§ **What is expected**:
Nothing in the data may be altered, so output all of it exactly.

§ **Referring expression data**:
+ + +

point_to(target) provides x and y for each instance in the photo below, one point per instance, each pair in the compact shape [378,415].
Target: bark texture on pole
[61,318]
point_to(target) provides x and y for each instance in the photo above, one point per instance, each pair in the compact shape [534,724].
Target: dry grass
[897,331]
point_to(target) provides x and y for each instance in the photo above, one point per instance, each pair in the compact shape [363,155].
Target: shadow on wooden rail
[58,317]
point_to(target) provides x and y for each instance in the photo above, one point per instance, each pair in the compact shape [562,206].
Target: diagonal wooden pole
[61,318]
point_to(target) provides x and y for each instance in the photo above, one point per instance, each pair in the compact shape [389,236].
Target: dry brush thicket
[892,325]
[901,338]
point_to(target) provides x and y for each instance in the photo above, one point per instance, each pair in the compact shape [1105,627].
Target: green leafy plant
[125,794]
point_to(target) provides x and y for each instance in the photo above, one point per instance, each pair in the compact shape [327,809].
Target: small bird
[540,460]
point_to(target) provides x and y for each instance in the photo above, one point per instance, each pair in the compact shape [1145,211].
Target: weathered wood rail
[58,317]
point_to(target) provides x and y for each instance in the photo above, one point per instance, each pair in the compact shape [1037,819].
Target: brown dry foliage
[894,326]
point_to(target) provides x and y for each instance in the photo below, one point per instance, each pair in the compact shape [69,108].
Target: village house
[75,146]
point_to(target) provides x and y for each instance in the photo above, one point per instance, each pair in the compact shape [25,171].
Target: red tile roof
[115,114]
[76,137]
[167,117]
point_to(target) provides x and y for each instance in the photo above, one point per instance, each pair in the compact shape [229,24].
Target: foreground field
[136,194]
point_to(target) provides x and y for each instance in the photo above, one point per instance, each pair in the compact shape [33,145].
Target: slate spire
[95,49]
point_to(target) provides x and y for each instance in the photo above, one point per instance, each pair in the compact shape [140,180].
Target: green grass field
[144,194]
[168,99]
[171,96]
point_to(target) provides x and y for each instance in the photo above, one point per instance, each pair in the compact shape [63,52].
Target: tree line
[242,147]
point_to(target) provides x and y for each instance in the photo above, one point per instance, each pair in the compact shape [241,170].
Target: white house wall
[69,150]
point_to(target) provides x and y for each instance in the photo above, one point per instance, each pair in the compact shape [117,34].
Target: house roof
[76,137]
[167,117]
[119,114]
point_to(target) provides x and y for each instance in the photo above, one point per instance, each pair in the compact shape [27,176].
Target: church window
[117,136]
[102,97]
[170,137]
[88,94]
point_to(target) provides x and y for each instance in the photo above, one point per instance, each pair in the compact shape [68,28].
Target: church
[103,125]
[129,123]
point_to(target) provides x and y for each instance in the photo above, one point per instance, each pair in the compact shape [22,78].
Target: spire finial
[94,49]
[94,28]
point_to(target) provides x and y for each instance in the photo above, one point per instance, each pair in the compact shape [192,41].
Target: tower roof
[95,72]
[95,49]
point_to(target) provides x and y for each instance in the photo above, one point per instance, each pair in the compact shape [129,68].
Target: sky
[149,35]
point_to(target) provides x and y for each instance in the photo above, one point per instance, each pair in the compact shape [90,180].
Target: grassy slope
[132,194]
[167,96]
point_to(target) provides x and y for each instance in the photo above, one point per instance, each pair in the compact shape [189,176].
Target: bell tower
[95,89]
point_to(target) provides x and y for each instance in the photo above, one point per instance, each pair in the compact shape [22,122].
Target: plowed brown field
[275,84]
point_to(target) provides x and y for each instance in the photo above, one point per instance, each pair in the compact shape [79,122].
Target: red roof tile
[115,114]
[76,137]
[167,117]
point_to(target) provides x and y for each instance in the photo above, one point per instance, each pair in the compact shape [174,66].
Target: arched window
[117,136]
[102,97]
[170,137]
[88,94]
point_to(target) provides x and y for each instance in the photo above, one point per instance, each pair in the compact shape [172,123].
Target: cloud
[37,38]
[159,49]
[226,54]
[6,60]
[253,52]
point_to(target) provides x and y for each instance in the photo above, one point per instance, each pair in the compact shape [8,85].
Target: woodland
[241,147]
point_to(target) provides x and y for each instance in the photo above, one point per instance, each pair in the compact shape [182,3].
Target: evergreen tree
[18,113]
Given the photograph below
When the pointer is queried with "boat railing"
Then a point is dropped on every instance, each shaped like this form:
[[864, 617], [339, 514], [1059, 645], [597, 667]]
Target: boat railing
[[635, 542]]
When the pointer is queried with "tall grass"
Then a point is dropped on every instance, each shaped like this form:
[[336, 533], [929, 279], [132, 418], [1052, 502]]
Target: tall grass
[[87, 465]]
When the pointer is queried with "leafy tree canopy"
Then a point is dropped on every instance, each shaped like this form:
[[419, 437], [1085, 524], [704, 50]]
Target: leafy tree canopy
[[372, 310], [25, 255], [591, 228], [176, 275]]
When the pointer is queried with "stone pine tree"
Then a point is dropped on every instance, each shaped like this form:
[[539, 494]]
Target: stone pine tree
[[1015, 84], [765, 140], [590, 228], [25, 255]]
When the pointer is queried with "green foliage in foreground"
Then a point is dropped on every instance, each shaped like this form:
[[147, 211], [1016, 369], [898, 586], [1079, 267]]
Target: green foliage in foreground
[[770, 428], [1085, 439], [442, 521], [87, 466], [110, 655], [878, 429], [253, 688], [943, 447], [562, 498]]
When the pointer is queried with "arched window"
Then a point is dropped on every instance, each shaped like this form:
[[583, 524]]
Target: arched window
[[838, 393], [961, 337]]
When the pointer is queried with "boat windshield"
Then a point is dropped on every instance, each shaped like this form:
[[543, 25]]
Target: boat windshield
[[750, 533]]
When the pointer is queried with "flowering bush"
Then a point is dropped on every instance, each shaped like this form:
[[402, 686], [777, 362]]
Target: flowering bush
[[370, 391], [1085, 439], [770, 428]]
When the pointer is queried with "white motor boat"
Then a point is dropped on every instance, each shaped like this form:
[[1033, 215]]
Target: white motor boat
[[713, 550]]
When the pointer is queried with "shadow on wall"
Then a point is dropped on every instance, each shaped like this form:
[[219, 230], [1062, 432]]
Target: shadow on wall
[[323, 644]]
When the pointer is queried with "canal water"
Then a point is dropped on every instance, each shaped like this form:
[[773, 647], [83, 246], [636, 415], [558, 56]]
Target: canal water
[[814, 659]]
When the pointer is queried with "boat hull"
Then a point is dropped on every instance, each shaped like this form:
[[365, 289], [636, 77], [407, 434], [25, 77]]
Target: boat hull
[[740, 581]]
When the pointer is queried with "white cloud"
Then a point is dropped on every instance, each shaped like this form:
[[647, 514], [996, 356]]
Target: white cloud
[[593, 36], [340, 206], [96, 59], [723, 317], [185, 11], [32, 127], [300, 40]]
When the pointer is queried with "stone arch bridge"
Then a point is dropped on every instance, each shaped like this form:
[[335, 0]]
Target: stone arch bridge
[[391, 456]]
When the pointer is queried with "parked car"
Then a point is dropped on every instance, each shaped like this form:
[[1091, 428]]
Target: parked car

+ + +

§ **Result**:
point_to(target) provides x and y for each instance in the photo below, one point per instance, each pair in the compact shape [378,415].
Target: bark texture on pole
[61,318]
point_to(target) provides x and y for each instance in the photo above, one point per instance, each pair in the compact shape [534,724].
Target: dry grass
[897,331]
point_to(target) provides x and y for each instance in the photo above, one point per instance, each pair in the compact shape [363,155].
Target: shadow on wooden rail
[58,317]
point_to(target) provides x and y for each instance in the photo above, one point per instance, each pair in the compact shape [562,206].
Target: diagonal wooden pole
[61,318]
point_to(target) provides x and y for each instance in the photo above, one point per instance, each pair in the compact shape [389,236].
Target: dry brush thicket
[892,325]
[901,338]
point_to(target) provides x and y for each instance in the photo above, one point per instance, each pair in the compact shape [1105,627].
Target: green leafy plant
[125,794]
point_to(target) provides x and y for each instance in the photo above, one point per instance, each pair in the compact shape [327,809].
Target: small bird
[540,460]
point_to(target) provides x and y for each instance in the photo above, one point per instance, each pair in the compact shape [1145,211].
Target: weathered wood rail
[58,317]
point_to(target) provides x and y for each instance in the photo above, one point per instance, each pair in the compact shape [1037,819].
Target: brown dry foliage
[894,326]
point_to(target) provides x and y for each instance in the photo below, one point per instance, each pair in the compact shape [69,108].
Target: village house
[75,146]
point_to(target) provides x and y for each instance in the photo above, one point per instance, each pair in the compact shape [25,171].
Target: red tile roof
[115,114]
[76,137]
[167,117]
point_to(target) provides x and y for each instance in the photo above, one point per instance, each pair in the compact shape [229,24].
Target: foreground field
[136,194]
point_to(target) provides x and y for each instance in the photo above, one point per instance, each pair in the compact shape [33,145].
Target: slate spire
[95,49]
point_to(target) provides x and y for each instance in the photo above, one point per instance, each pair in the compact shape [140,180].
Target: green grass field
[144,194]
[168,99]
[171,96]
point_to(target) provides x and y for each instance in the photo above, one point per instance, each pair in the compact shape [63,52].
Target: tree line
[242,147]
point_to(target) provides x and y for each instance in the photo above, one point per instance, each pair in the compact shape [241,170].
Target: white house wall
[69,150]
point_to(target) provides x and y for each instance in the photo above, one point per instance, each pair in the compact shape [117,34].
Target: house roof
[76,137]
[167,117]
[119,114]
point_to(target) provides x and y for each instance in the photo above, one point per instance, each pair in the compact shape [27,176].
Target: church window
[117,136]
[102,97]
[170,137]
[88,94]
point_to(target) provides x and y for each instance in the photo above, one point per instance, each pair in the compact shape [68,28].
Target: church
[103,125]
[129,123]
point_to(target) provides x and y for each instance in the photo above, one point per instance, each pair in the compact shape [22,78].
Target: spire finial
[94,49]
[94,28]
point_to(target) provides x and y for each instance in the photo above, one point per instance, each pair in the compact shape [192,41].
Target: tower roof
[95,72]
[95,49]
point_to(target) provides x and y for each instance in the photo above, one point per instance, each pair in the compact shape [129,68].
Target: sky
[149,35]
point_to(target) provides x and y for each instance in the photo above, one point per instance, each pair in the compact shape [90,180].
Target: grassy slope
[132,194]
[167,96]
point_to(target) provides x and y for each instance in the photo above, one point per instance, each pair in the compact shape [189,176].
Target: bell tower
[95,89]
point_to(target) provides x and y for each instance in the photo above, one point per instance, each pair in the compact shape [22,122].
Target: plowed brown field
[275,84]
point_to(target) provides x and y for each instance in the photo above, one point per instance, each pair in the compact shape [79,122].
Target: red roof tile
[115,114]
[76,137]
[167,117]
point_to(target) provides x and y for each instance in the photo above, one point per instance, each pair in the compact shape [174,66].
Target: arched window
[117,136]
[102,97]
[170,137]
[88,94]
point_to(target) provides x and y for each instance in the photo above, one point per instance, each pair in the compact shape [172,123].
Target: cloud
[37,38]
[159,49]
[226,54]
[6,60]
[253,52]
point_to(target) provides x and y for each instance in the photo above, one point per instance, each pair in the compact shape [8,85].
Target: woodland
[241,147]
point_to(target) provides x and y for each instance in the photo above, one point per instance, each pair in the compact shape [182,3].
Target: evergreen tree
[18,113]
Given the photograph below
When the pointer is queried with "boat railing"
Then a point is dropped on every instance, each shaped like this form:
[[864, 617], [339, 514], [1059, 645], [597, 667]]
Target: boat railing
[[635, 542]]
When the pointer is queried with "tall grass"
Then a point is dropped on every instance, each shaped like this form:
[[336, 533], [929, 279], [132, 418], [1052, 502]]
Target: tall grass
[[87, 465]]
When the pointer is queried with "leafy tree canopy"
Then a point is dropped on every instance, each shaped like this form:
[[419, 437], [1085, 524], [704, 50]]
Target: leafy tree canopy
[[372, 310], [25, 255], [591, 228], [176, 275]]
When the pointer is queried with "stone pine tree"
Then a point is dropped on every instance, each shaped like this form:
[[539, 494]]
Target: stone pine tree
[[1015, 84], [765, 140], [590, 228], [25, 255]]
When the pointer is queried with "green foliage in foreground"
Then a point is dropped on every instance, each shaped like this form:
[[147, 211], [1016, 369], [898, 586], [1079, 267]]
Target: green foliage in foreground
[[770, 428], [1085, 439], [442, 521], [87, 466], [110, 655], [878, 429], [253, 688], [943, 447], [562, 498]]
When the pointer is queried with "arched window"
Then a point is dropped on every instance, each shaped like this form:
[[583, 524]]
Target: arched window
[[838, 393], [961, 337]]
When the pointer is queried with "boat windshield"
Then a point is dropped on every instance, each shaped like this form:
[[543, 25]]
Target: boat windshield
[[750, 533]]
When the pointer is queried with "flowering bush"
Then a point is dropped on every instance, each shaped like this form:
[[402, 686], [777, 362]]
Target: flowering bush
[[370, 391], [1085, 439], [770, 428]]
When the pointer is queried with "white motor boat"
Then a point is dropped on every instance, each shaped like this form:
[[1033, 215]]
Target: white motor boat
[[713, 550]]
When the pointer is queried with "shadow on wall"
Then a point is dropped on every instance, each shaped like this form:
[[219, 230], [1062, 432]]
Target: shadow on wall
[[323, 644]]
When the pointer is queried with "canal water"
Then a point is dropped on every instance, each shaped like this form:
[[773, 647], [83, 246], [636, 415], [558, 56]]
Target: canal water
[[814, 659]]
When the pointer is queried with "boat hull"
Then a point is dropped on every instance, each shaped like this form:
[[365, 289], [636, 77], [407, 434], [25, 77]]
Target: boat hull
[[740, 581]]
When the pointer is queried with "white cloud"
Then a point is dropped on every instance, each shaped like this form:
[[647, 514], [996, 356]]
Target: white cloud
[[593, 36], [340, 206], [96, 59], [723, 317], [185, 11], [32, 127], [300, 40]]
When the pointer is queried with "stone arch bridge"
Then a point is dropped on every instance, each shaped like this form:
[[335, 0]]
Target: stone arch bridge
[[391, 456]]
When the pointer is queried with "parked car"
Then a point is dropped on every instance, each shaped like this form:
[[1091, 428]]
Target: parked car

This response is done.